Brief: In the records that follow, find the line with "<point>41,104</point>"; from there, retype every line exactly through the line with "<point>148,93</point>", which also belongs to the answer.

--- Data in this exercise Enclosed Below ---

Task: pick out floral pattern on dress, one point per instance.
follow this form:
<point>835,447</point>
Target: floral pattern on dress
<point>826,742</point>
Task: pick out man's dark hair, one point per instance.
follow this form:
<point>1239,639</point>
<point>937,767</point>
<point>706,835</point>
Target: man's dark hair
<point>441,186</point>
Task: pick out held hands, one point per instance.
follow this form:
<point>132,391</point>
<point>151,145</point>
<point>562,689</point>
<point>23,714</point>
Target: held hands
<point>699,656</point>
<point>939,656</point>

--- End of Enclosed Data in this exercise ---
--- Data in this exercise Enclosed Below ---

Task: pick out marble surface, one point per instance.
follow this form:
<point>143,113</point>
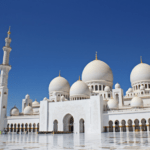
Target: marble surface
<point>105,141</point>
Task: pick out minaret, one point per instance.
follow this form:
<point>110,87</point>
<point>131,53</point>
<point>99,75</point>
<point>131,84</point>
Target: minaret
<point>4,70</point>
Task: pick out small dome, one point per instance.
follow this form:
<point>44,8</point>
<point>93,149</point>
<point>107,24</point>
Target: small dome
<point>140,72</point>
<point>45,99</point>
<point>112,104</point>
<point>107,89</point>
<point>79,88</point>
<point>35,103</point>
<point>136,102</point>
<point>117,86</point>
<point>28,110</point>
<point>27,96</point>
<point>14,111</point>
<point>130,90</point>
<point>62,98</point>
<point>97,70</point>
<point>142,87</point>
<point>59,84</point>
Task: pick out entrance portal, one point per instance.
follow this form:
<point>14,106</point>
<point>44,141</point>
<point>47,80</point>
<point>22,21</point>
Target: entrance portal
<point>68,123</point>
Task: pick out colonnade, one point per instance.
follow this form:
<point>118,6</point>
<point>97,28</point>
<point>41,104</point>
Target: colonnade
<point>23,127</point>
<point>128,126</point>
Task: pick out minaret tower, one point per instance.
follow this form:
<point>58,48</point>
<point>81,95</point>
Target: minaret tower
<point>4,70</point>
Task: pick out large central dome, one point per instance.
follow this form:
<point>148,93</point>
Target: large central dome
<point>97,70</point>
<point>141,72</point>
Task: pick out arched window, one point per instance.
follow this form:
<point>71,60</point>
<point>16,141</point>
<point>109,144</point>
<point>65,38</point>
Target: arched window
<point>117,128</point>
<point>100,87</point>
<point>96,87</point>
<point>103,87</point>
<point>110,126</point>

--- End of Enclosed Data in this exercise ---
--- Data in this exercise Enclosed Below ---

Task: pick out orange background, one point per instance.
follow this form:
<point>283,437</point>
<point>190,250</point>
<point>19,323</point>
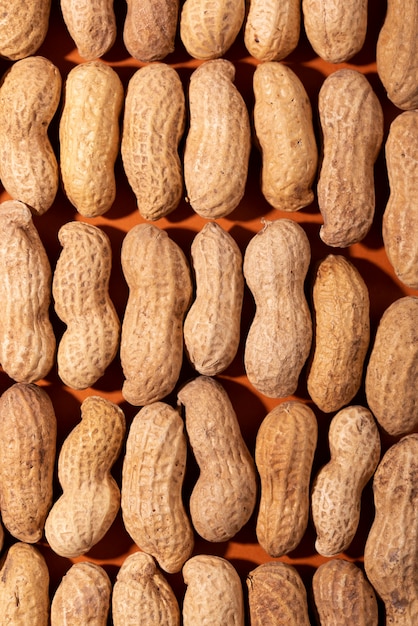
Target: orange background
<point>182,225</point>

--- End of Enclosed Data in this exercise ---

Solved problem:
<point>41,104</point>
Target: colonnade
<point>23,127</point>
<point>128,126</point>
Task: pick out minaret tower, one point per instance.
follow this form:
<point>58,48</point>
<point>81,95</point>
Target: minaret tower
<point>4,70</point>
Task: pick out large central dome, one point per instance.
follow this form:
<point>148,93</point>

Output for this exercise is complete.